* RECORDS
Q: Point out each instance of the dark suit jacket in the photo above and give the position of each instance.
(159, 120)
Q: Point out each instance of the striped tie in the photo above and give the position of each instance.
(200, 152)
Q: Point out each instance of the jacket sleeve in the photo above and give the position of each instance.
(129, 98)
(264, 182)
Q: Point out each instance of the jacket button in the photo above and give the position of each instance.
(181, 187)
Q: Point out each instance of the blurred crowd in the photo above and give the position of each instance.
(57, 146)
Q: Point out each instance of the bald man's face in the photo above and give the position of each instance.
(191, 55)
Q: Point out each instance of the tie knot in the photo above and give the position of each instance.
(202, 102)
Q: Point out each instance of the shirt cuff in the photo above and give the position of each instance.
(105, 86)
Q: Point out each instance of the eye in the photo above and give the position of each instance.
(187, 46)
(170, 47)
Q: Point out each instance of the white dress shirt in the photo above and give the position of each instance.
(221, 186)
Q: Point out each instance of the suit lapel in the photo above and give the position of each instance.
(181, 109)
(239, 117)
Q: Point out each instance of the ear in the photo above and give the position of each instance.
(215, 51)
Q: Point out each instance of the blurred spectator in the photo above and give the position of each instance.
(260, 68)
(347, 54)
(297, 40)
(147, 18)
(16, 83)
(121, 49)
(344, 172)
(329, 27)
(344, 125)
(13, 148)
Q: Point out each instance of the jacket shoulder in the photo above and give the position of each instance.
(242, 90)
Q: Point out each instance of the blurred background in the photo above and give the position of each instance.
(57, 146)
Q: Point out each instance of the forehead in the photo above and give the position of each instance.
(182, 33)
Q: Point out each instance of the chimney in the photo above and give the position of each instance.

* WHAT IS BEING ASKED
Extract the complete listing verbatim.

* WRITTEN RESPONSE
Q: Point out each instance of the dark suit jacket in the photo above and give the position of each instance.
(159, 120)
Q: Point out each instance of the striped tie in the photo above and give the position of each instance.
(200, 152)
Q: Point out each instance of the jacket sleeve in the photo above and give the position of each instance.
(129, 98)
(264, 182)
Q: Point out each instance of the jacket button in the photo above and give the position of each instance.
(181, 187)
Q: Point out each instance of the blurred crowd in the photo above and give the position of each instance.
(57, 146)
Q: Point out each instance of the bald man's face in the photo above and give the position of each instance.
(191, 55)
Q: Point out each instance of the tie knot in the photo above and give the position of each instance.
(202, 102)
Q: Point out each instance of the shirt cuff in the photo above and give the position of each instance.
(105, 86)
Q: Point out each instance of the eye in the photo above and give the position of each instance.
(187, 46)
(170, 47)
Q: Point out each instance of the white dress shirt in the photo above and give the position of each instance.
(221, 186)
Q: Point out each instance of the suit lapel in the photo above and give the position of each instance.
(181, 109)
(239, 117)
Q: Point out each instance of the ear in the photo above and give the position of each instance.
(215, 51)
Q: Point out each instance of the blurred spectator in the photo above and give the position of each instance.
(260, 68)
(347, 54)
(297, 40)
(147, 18)
(16, 83)
(121, 49)
(344, 172)
(329, 27)
(344, 125)
(13, 148)
Q: Point out each instance of the jacket shoulder in the photo above and give the position of each instance.
(242, 90)
Q: Point out each instance of the blurred background in the photo above and give the position of each instance.
(57, 146)
Q: Point out each instance of the forehead in the photo above and give the position of each instance.
(182, 33)
Q: Point out each instance of the chimney in the photo above and give the position of each instance.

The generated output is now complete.